Fantastic Four: First Steps doesn’t just bring back Marvel’s original comic book family — it brings back the fun
Fantastic Four: First Steps isn’t just Marvel’s best reboot in years — it’s a reminder that superhero movies can be silly, heartfelt, and self-contained.
For a studio once capable of turning obscure comic-book characters into global billion-dollar phenomena, Marvel has spent the post-Endgame years behaving like a magician who’s forgotten how to pull a rabbit out of a hat. After a string of bloated sequels, forgettable series, and increasingly tangled timelines, the studio has finally delivered something that feels like… well, a movie. Fantastic Four: First Steps may not reinvent the genre, but it does something arguably more impressive — it makes the superhero film fun again.
Directed by Matt Shakman (WandaVision), this much-needed reboot brings Marvel’s First Family back to life with a kitschy, retro-futurist twist set in an alternate 1960s New York — a world where the Cold War rages, the Baxter Building glows, and superhero uniforms look suspiciously like blue pajamas. The film stars Pedro Pascal as Reed Richards, Vanessa Kirby as Sue Storm, Joseph Quinn as her fire-happy brother Johnny, and Ebon Moss-Bachrach as the lovably grumpy Ben Grimm. And unlike past iterations, this one skips the tedious origin story and assumes the audience has at least a Wikipedia-level familiarity with the quartet. A wise choice.
The Fantastic Four are already famous when we meet them — beloved by the public, doing variety shows, and fighting off quirky comic-book baddies like Mole Man (Paul Walter Hauser) and the Super-Apes (sadly just name-dropped). They live together in the stylish Baxter Building, where domestic bliss looks like a cross between The Jetsons and a Mad Men-era sitcom. Sue has just discovered she’s pregnant — a miracle in any timeline, but especially one where everyone’s DNA has been fried by cosmic rays. Reed, ever the scientist, is unsure what powers their child might inherit. Ben, cursed with a rock-like exterior and sensitive soul, longs for a connection with local schoolteacher Rachel (Natasha Lyonne). Meanwhile, Johnny has a spark — pun intended — with the Silver Surfer (a gender-flipped Shalla-Bal, played with chrome-plated intensity by Julia Garner), who arrives bearing a warning: Galactus, the planet-devouring god-thing, is en route. Yes, the world is ending again. But for once, the apocalypse has style.

### [Exercise set]
**a.** Please set down the Fantastic Four review word for word, covering everything from "Fantastic Four: First Steps doesn’t" down to "film fun again.".
**b.** Which actors does the Fantastic Four review name? List each one.
**c.** Write the next part of the Fantastic Four review, picking up right after its last sentence.
The rows play no part in any of this.

### [Source data]
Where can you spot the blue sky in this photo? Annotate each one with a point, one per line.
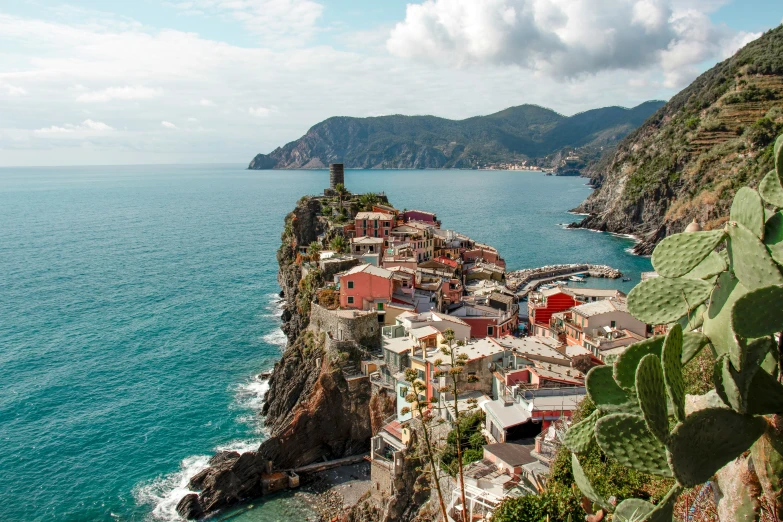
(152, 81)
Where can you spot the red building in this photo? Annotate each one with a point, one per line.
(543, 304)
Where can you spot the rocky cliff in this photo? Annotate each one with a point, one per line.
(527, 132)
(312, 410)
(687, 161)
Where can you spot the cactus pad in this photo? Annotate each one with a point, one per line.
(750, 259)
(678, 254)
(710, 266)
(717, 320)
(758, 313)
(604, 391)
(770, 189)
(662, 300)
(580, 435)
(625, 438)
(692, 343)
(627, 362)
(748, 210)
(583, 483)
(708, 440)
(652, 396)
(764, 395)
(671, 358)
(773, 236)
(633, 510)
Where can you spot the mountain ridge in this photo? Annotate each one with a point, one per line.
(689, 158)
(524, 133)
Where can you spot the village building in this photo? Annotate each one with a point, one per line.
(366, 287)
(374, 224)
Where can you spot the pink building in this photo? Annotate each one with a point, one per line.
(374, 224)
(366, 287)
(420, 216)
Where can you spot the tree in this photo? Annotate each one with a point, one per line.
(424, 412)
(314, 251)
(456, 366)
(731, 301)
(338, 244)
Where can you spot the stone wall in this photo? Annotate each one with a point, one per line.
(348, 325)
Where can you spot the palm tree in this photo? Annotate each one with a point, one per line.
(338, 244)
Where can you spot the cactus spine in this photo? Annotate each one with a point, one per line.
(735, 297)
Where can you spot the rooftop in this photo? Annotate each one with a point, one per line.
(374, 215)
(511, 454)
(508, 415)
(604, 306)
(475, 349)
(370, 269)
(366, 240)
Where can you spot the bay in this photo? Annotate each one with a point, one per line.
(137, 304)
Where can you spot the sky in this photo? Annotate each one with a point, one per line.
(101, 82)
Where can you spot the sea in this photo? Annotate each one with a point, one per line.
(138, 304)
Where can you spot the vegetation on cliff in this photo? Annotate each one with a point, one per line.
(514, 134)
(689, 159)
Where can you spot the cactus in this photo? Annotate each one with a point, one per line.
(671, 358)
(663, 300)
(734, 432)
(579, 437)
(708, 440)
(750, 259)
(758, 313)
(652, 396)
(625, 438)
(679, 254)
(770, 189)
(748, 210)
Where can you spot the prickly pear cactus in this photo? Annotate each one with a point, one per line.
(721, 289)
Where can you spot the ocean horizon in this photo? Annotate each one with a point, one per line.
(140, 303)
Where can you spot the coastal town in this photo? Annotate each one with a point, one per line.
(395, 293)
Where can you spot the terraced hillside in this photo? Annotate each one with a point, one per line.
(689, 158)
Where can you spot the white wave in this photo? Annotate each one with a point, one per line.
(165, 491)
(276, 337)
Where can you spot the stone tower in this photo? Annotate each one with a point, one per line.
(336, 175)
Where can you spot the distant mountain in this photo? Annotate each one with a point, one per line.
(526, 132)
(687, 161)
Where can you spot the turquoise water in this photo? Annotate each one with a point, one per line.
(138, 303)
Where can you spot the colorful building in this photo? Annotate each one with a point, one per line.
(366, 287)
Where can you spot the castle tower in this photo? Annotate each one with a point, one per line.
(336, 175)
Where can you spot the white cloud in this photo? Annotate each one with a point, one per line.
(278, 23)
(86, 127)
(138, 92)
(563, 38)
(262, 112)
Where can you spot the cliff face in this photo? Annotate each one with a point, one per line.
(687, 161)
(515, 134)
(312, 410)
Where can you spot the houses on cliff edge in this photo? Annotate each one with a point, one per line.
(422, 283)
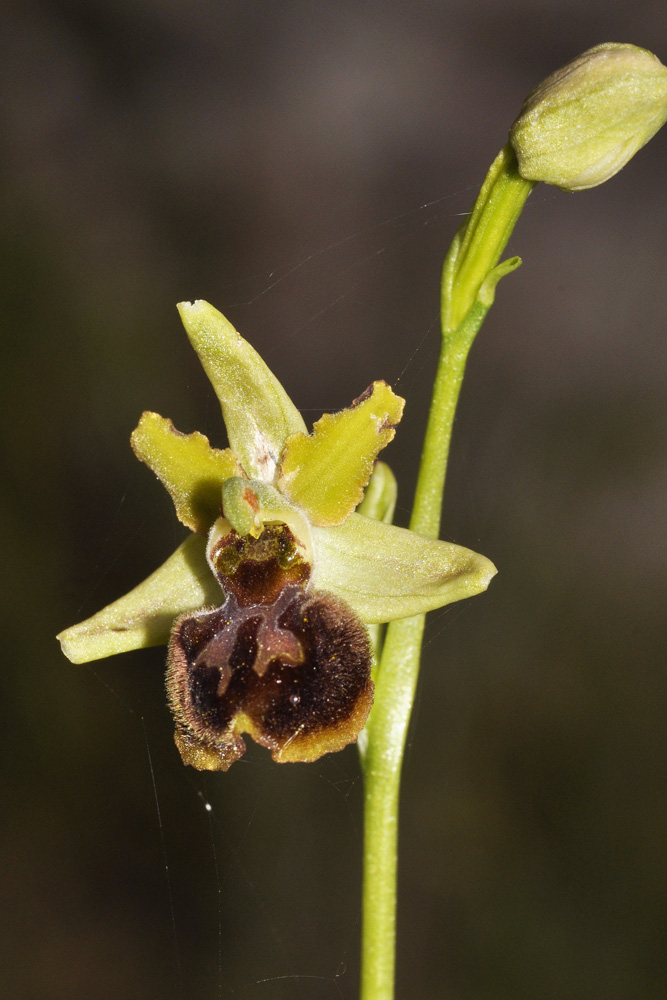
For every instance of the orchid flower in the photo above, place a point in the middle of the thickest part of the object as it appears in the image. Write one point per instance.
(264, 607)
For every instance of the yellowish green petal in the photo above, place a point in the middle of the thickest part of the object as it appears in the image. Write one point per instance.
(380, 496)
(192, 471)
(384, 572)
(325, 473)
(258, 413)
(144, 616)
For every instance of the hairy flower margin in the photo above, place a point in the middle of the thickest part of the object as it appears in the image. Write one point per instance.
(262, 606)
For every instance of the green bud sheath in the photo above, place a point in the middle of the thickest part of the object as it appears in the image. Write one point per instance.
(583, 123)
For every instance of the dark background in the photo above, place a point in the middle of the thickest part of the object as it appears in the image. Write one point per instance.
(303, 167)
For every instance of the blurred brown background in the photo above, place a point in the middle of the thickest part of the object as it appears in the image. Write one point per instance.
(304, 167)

### [Answers to the exercises]
**a.**
Fantastic Four: First Steps doesn’t just bring back Marvel’s original comic book family — it brings back the fun
Fantastic Four: First Steps isn’t just Marvel’s best reboot in years — it’s a reminder that superhero movies can be silly, heartfelt, and self-contained.
For a studio once capable of turning obscure comic-book characters into global billion-dollar phenomena, Marvel has spent the post-Endgame years behaving like a magician who’s forgotten how to pull a rabbit out of a hat. After a string of bloated sequels, forgettable series, and increasingly tangled timelines, the studio has finally delivered something that feels like… well, a movie. Fantastic Four: First Steps may not reinvent the genre, but it does something arguably more impressive — it makes the superhero film fun again.

**b.** Pedro Pascal, Vanessa Kirby, Joseph Quinn, Ebon Moss-Bachrach, Paul Walter Hauser, Natasha Lyonne, Julia Garner

**c.**
The good
The biggest triumph here is tone. Mark’s direction leans into the weird, the whimsical, and the genuinely warm — a welcome break from Marvel’s recent obsession with existential dread and time travel. The 1960s setting is gorgeously realised, full of neon signs, futuristic kitchen gadgets, and a robot butler named Herbie who doubles as childcare.
Pedro Pascal plays Reed with a bemused detachment that works — less tortured genius, more science dad with a stretch problem. Vanessa’s Sue is quietly formidable, grounding the film with emotional heft (and looking suspiciously well-rested for a woman about to give birth in space). Joseph nails Johnny’s reckless charm, and Ebon’s Ben is the soul of the film — a CGI creation with real pathos and a deadpan delivery that hits just right.
Michael Giacchino’s score gives the film a nostalgic buoyancy, and the production design leans heavily — and successfully — into comic book absurdity. Also: any film where The Thing earnestly reads Dr Spock’s Baby and Child Care deserves points for originality alone.
The bad
Yes, there’s a big third-act battle. Yes, another city folds in on itself. No, Marvel still hasn’t figured out how to end a movie without throwing buildings at the sky.
The gender-swapped Silver Surfer will raise eyebrows among comic-book purists, and her shiny design — somewhere between Terminator 2 and an avant-garde shampoo ad — is more distracting than intimidating. Also, while the film mostly stands on its own, Marvel can’t resist teasing future conflicts and characters, and the film occasionally feels like it’s winking at sequels we haven’t asked for yet.
The verdict
Fantastic Four: First Steps isn’t just Marvel’s best reboot in years — it’s a reminder that superhero movies can be silly, heartfelt, and self-contained. It’s not perfect, and it’s not trying to be. But after years of convoluted cinematic calculus, watching a group of mismatched heroes argue in a pastel kitchen while the world teeters on the brink feels oddly refreshing.
The film lives up to its subtitle: this is a genuine first step forward. And for Marvel, that’s a giant leap back toward what made it great.